=== Texto de lectura ===
----

Julián Redondo
Velázquez
Tan inevitable como la muerte es la vida, pensaba Charles Chaplin antes de que lo ineludible le sorprendiera, o quizá no, en Suiza con 88 años, que es una edad muy respetable. Hace un par de lustros, en plena expansión de LA RAZÓN, cuando el esplendor periodístico aguzaba el ingenio y el papel impreso era un bien de consumo, Manolo Velázquez tardó un segundo en aceptar un intercambio de recuerdos sobre los derbis con Gárate, otro caballero. Ocurrió cuando comentaba y analizaba, refrescaba lances y anécdotas y reconocía a cada interlocutor. Ni una mala sombra amenazaba al «Cerebro» con lagunas tan negras como el pecado y vacíos sin meta y sin horizonte.

----

=== Datos de origen ===
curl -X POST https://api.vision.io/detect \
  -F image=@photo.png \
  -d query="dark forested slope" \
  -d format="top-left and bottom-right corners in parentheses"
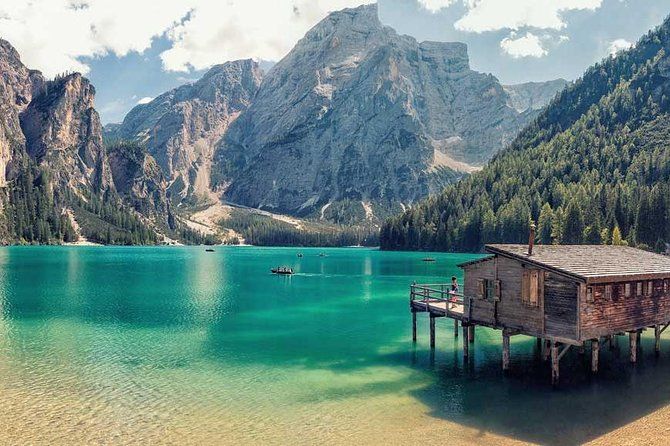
top-left (380, 20), bottom-right (670, 251)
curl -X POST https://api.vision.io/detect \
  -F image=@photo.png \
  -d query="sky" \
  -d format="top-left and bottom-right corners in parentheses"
top-left (0, 0), bottom-right (670, 123)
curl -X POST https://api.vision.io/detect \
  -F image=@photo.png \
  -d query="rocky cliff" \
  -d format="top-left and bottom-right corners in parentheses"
top-left (0, 39), bottom-right (44, 188)
top-left (0, 40), bottom-right (182, 244)
top-left (21, 73), bottom-right (113, 191)
top-left (109, 60), bottom-right (262, 201)
top-left (214, 5), bottom-right (556, 217)
top-left (503, 79), bottom-right (568, 113)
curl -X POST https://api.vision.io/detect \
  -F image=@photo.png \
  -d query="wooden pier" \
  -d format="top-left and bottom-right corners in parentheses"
top-left (410, 233), bottom-right (670, 385)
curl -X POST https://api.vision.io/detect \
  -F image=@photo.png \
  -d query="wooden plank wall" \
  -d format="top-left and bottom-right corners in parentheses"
top-left (463, 258), bottom-right (495, 325)
top-left (544, 272), bottom-right (579, 339)
top-left (464, 256), bottom-right (544, 336)
top-left (580, 280), bottom-right (670, 339)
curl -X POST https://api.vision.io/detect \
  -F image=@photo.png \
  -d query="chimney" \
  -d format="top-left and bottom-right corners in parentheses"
top-left (528, 222), bottom-right (535, 256)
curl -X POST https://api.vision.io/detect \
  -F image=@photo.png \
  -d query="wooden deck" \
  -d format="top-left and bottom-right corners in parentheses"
top-left (411, 299), bottom-right (464, 320)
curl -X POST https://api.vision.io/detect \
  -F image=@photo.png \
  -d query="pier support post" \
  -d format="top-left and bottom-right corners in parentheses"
top-left (542, 339), bottom-right (551, 361)
top-left (463, 324), bottom-right (470, 358)
top-left (503, 330), bottom-right (509, 372)
top-left (412, 310), bottom-right (416, 344)
top-left (628, 331), bottom-right (638, 363)
top-left (551, 341), bottom-right (559, 386)
top-left (591, 339), bottom-right (600, 373)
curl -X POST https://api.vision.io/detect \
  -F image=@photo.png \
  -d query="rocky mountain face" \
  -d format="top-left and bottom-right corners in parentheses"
top-left (21, 73), bottom-right (112, 191)
top-left (0, 40), bottom-right (180, 243)
top-left (503, 79), bottom-right (569, 113)
top-left (380, 11), bottom-right (670, 253)
top-left (108, 60), bottom-right (262, 202)
top-left (0, 39), bottom-right (44, 187)
top-left (214, 5), bottom-right (560, 218)
top-left (108, 143), bottom-right (176, 229)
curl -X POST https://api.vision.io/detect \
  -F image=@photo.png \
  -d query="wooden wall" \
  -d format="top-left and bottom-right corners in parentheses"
top-left (579, 280), bottom-right (670, 339)
top-left (544, 272), bottom-right (579, 340)
top-left (464, 256), bottom-right (548, 336)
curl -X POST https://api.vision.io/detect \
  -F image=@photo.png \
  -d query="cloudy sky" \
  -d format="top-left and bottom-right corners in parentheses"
top-left (0, 0), bottom-right (670, 122)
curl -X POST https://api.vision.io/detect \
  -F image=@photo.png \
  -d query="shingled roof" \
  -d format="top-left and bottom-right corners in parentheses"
top-left (486, 245), bottom-right (670, 283)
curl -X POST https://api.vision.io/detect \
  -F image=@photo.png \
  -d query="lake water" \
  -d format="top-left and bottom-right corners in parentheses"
top-left (0, 247), bottom-right (670, 445)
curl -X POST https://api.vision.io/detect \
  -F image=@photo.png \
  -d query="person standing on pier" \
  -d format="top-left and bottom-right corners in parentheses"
top-left (449, 276), bottom-right (458, 309)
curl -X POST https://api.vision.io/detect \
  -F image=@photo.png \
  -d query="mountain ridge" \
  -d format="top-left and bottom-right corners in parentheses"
top-left (381, 14), bottom-right (670, 251)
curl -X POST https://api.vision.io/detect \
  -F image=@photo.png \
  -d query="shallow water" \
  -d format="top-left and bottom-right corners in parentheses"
top-left (0, 247), bottom-right (670, 444)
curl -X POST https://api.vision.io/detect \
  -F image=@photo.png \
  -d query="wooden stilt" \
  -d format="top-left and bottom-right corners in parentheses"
top-left (463, 324), bottom-right (470, 358)
top-left (591, 339), bottom-right (600, 373)
top-left (551, 341), bottom-right (559, 386)
top-left (542, 339), bottom-right (551, 361)
top-left (412, 310), bottom-right (416, 344)
top-left (503, 330), bottom-right (509, 372)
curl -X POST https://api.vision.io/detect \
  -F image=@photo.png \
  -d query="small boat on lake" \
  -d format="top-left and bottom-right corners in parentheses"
top-left (270, 266), bottom-right (293, 276)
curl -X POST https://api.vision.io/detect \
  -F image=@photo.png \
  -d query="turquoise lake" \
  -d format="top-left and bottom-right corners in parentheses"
top-left (0, 247), bottom-right (670, 445)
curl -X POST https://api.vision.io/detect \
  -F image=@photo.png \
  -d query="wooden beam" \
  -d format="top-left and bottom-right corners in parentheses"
top-left (542, 339), bottom-right (551, 361)
top-left (503, 331), bottom-right (509, 372)
top-left (577, 341), bottom-right (586, 356)
top-left (591, 339), bottom-right (600, 373)
top-left (551, 341), bottom-right (561, 386)
top-left (463, 324), bottom-right (470, 358)
top-left (558, 344), bottom-right (570, 361)
top-left (412, 310), bottom-right (416, 344)
top-left (628, 331), bottom-right (637, 364)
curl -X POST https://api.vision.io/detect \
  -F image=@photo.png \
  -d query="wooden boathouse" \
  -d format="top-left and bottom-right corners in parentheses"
top-left (410, 234), bottom-right (670, 385)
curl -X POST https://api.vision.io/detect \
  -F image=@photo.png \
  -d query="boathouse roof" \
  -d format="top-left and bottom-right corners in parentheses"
top-left (486, 245), bottom-right (670, 283)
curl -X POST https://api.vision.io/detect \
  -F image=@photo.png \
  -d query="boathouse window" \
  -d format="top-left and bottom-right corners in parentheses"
top-left (478, 279), bottom-right (500, 301)
top-left (521, 269), bottom-right (544, 307)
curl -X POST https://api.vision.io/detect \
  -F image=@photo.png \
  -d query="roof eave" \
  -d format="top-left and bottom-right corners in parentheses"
top-left (484, 245), bottom-right (587, 283)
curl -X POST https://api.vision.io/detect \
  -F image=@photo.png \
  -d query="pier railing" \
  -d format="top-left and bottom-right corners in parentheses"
top-left (409, 283), bottom-right (465, 305)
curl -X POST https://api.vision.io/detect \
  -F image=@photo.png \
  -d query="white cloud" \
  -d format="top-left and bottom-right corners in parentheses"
top-left (455, 0), bottom-right (602, 33)
top-left (0, 0), bottom-right (190, 76)
top-left (0, 0), bottom-right (371, 76)
top-left (161, 0), bottom-right (373, 71)
top-left (607, 39), bottom-right (633, 56)
top-left (500, 32), bottom-right (547, 58)
top-left (418, 0), bottom-right (457, 12)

----

=== Tarea 1 ===
Repite el fragmento del texto sobre Manolo Velázquez que va entre "Julián Redondo" y "y sin horizonte.", ambos incluidos.
=== Tarea 2 ===
En el texto sobre Manolo Velázquez, ¿con quién intercambió él recuerdos sobre los derbis?
=== Tarea 3 ===
Continúa el texto sobre Manolo Velázquez a partir de su última oración.
Las filas no tienen nada que ver con el texto de lectura.

=== Respuesta 1 ===
Julián Redondo
Velázquez
Tan inevitable como la muerte es la vida, pensaba Charles Chaplin antes de que lo ineludible le sorprendiera, o quizá no, en Suiza con 88 años, que es una edad muy respetable. Hace un par de lustros, en plena expansión de LA RAZÓN, cuando el esplendor periodístico aguzaba el ingenio y el papel impreso era un bien de consumo, Manolo Velázquez tardó un segundo en aceptar un intercambio de recuerdos sobre los derbis con Gárate, otro caballero. Ocurrió cuando comentaba y analizaba, refrescaba lances y anécdotas y reconocía a cada interlocutor. Ni una mala sombra amenazaba al «Cerebro» con lagunas tan negras como el pecado y vacíos sin meta y sin horizonte.

=== Respuesta 2 ===
Con Gárate.

=== Respuesta 3 ===
Si fuera cierto que «nuestro corazón tiene la edad de aquello que ama» (Marcel Prévost), el de Velázquez seguiría latiendo; aunque por esos secretos indescifrables de la divina naturaleza humana entró en un lapsus que no le permitía exteriorizar lo que queremos creer que sentía. Por lo que fuere, por ese misterio que encierra esa cruel enfermedad que olvida a churras y merinas, dejó de contar, de relatar, de reconocer, y se fue del todo. Ahora le recordamos muchos más de los que él, en progresivo deterioro, dejó de recordar. Tal vez le relampagueó en algún momento de lucidez la competencia con Netzer, con quien la estética del fútbol, o la estrategia, o el esquema, le declaró incompatible. O el canterano elegante que admiraba a Puskas o el impactante campeón europeo alemán; en la elección ganó el teutón. Pero Manolo, alguien para recordar, le sobrevivió y fue recompensado un 24 de agosto con el reconocimiento del madridismo en el homenaje frente al Eintracht Braunschweig. Esos partidos eran hermosos acontecimientos, ideales para rendir tributo.